TASK INSTRUCTIONS: Put the material below into a numbered list, starting with the line that contains "The function MUST return, for every instance of the waterfall, a" and going on through the line that contains "[[4, 57], [3, 85]]". Skip blank lines and include nothing outside that stretch.

MATERIAL TO PROCESS:

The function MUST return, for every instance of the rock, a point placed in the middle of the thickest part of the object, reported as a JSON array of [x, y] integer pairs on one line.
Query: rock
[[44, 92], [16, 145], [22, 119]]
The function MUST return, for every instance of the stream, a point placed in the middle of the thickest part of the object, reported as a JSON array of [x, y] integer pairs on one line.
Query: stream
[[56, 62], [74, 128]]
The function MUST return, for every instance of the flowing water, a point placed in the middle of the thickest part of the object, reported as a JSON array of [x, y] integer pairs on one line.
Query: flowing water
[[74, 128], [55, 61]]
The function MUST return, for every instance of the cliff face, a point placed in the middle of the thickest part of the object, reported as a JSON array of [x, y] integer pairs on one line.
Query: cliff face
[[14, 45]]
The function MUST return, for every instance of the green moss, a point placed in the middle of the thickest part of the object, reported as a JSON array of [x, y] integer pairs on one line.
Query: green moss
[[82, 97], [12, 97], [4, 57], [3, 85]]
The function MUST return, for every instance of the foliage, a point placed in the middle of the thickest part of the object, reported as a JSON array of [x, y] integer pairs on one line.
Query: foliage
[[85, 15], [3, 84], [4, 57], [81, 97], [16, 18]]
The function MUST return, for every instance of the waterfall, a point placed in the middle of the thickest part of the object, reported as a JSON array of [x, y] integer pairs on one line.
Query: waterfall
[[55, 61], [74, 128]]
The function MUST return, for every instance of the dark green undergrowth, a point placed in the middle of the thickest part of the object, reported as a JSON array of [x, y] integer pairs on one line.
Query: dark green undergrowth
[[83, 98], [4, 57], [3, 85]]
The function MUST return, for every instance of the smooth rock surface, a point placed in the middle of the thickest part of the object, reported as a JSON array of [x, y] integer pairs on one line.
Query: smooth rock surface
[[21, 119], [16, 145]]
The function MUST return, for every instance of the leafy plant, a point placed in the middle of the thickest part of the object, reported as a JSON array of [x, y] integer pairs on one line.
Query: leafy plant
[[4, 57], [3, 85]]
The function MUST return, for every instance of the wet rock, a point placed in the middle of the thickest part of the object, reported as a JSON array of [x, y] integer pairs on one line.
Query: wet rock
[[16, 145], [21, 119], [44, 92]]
* * *
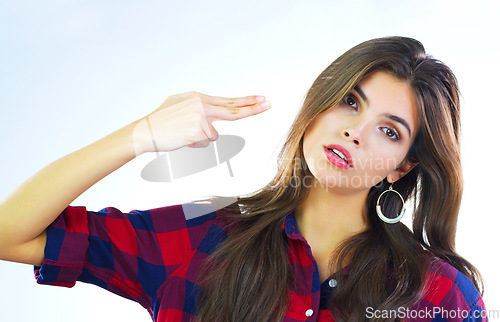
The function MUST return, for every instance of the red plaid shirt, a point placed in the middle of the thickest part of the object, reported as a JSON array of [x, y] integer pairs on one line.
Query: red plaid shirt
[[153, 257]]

RESULT BELOW:
1. The function MUST return, for every instance of the waterfall, a point placed in the middle of the thickest part of the object, reported as a JSON array of [x, y] integer pairs on one line.
2. Query: waterfall
3. [[55, 61], [74, 128]]
4. The function MUST return, for every instance of the dark green undergrowth, a point placed in the middle of the thickest part of the object, reported as a JSON array of [x, y] integer pairs on one line.
5. Query: dark green undergrowth
6. [[83, 98], [4, 57], [3, 85]]
7. The function MUST return, for every instance of the smooth rock surface, a point placed in the middle of the thickest part of the object, reported as a JSON array of [x, y] integer pairs on one line.
8. Query: smooth rock surface
9. [[21, 119], [16, 145]]
10. The function MUST return, for every instance of the leafy plant, a point placed in the middle of the thickest part of the object, reported as a JSON array of [x, y] integer pairs on one line.
11. Query: leafy plant
12. [[4, 57], [3, 85]]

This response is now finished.